LOGIN

Razzball Player Rater FAQ

Updated:

General Questions | Advanced Methodology | Table Instructions

General Questions

What is the purpose of the Razzball Player Raters?

The purpose of our Player Raters is to objectively value and rank hitters/pitchers in season-long Roto leagues across various time periods using a relatable metric/scale (the $260 used in auction/salary cap leagues).

This same methodology is applied to past stats (e.g., Season to Date) and future projections (e.g., Preseason, Rest of Season).

What are the time periods that this methodology is used at Razzball for valuing past stats and future projections?

Past Stats: Season To Date, Past Seasons (back through 1903), Last 30 Day, Last 7 Day, Monthly*, Weekly*

Future Projections: Preseason, Rest of Season, Weekly*, Daily*

* Requires paid subscription

What are the league sizes covered in the Player Raters?

• [AIM A]
Reproduce the records verbatim, starting at the line that contains "A point marks every instance of the rectangular" and continuing through the end of the records, with both ends included. Omit the pictures from your reproduction.

• [WORKING DATA]
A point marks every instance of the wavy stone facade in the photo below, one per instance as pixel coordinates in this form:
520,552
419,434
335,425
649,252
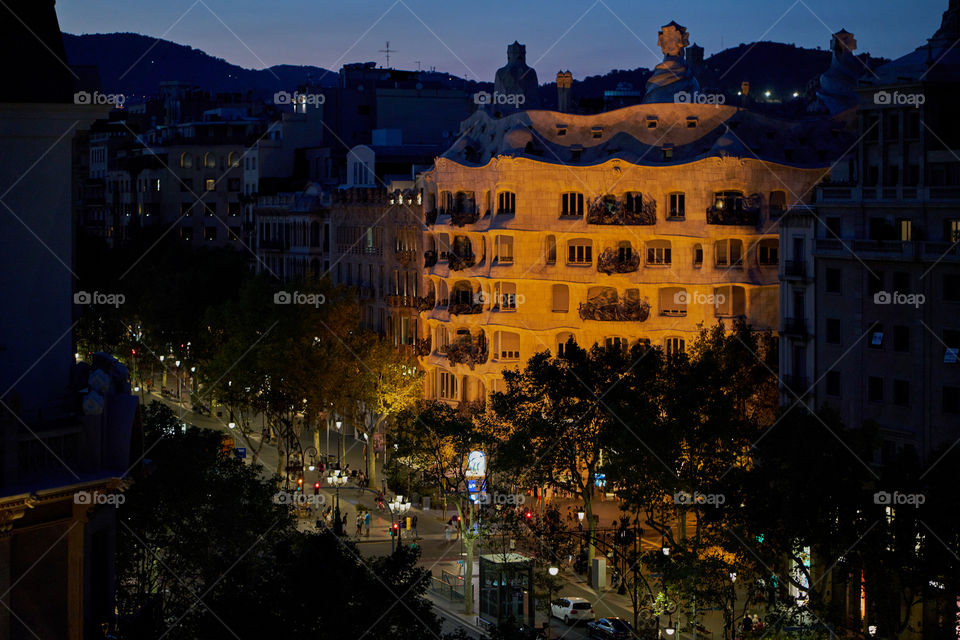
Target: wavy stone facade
640,223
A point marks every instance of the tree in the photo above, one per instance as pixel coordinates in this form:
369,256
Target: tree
553,424
380,381
205,552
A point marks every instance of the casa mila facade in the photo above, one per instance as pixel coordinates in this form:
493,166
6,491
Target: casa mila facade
642,223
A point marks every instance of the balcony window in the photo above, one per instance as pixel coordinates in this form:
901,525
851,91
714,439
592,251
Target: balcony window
729,301
678,205
448,386
550,250
564,341
571,204
507,202
658,253
504,249
728,253
561,298
768,252
506,296
673,301
509,345
580,252
673,346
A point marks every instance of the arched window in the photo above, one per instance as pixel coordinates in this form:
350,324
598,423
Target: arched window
673,346
563,342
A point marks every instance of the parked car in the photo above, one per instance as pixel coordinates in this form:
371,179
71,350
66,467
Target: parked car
572,610
613,627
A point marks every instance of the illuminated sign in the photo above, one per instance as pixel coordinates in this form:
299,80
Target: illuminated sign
476,464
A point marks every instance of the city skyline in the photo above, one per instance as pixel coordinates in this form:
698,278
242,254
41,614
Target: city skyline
588,39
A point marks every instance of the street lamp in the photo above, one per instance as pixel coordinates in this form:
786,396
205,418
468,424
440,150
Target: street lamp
339,424
553,571
398,508
337,479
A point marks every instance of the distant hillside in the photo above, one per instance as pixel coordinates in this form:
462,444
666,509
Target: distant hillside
115,53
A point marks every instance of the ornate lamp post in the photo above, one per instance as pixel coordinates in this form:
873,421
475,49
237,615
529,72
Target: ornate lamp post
337,479
398,508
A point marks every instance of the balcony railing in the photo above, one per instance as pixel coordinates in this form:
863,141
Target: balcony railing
607,309
423,346
737,216
459,263
405,256
426,303
608,210
465,308
402,301
610,261
468,351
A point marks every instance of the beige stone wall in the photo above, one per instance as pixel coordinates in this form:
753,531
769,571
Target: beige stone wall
539,186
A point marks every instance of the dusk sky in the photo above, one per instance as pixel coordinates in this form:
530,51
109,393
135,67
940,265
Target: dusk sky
587,37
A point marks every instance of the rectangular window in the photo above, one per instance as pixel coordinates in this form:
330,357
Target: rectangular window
448,386
580,253
507,202
505,249
834,331
550,250
901,338
572,204
509,346
901,393
833,383
677,205
834,280
951,287
561,298
901,281
951,399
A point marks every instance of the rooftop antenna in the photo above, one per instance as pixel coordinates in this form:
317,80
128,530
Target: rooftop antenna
388,51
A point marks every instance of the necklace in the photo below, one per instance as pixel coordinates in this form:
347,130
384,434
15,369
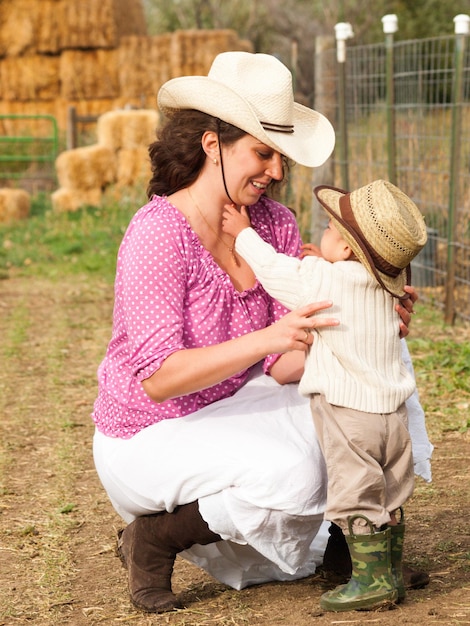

• [AIM B]
In the Player Rater FAQ, rewrite the paragraph beginning "The purpose of our Player Raters" more concisely, retaining its principal facts.

• [RIGHT ANSWER A]
A point marks every instance of the rectangular window in the photo above, one per instance as pixel coordinates in this form:
330,357
Target: rectangular window
448,386
580,253
507,202
505,249
834,331
550,250
901,338
572,204
509,346
901,393
833,383
677,205
834,280
951,287
561,298
901,281
951,399
A point marks every instance of the rooftop antenna in the photo above, one per instance as pixel coordinates in this form:
317,80
128,530
Target: rooftop antenna
388,51
A point marks every instance of the necklace in the photo below, one per instance as pixel coordinates in this form:
347,130
384,434
15,369

• [RIGHT ANSWER B]
The Player Raters objectively value and rank hitters and pitchers in season-long Roto leagues across various time periods. They use the $260 scale of auction/salary cap leagues.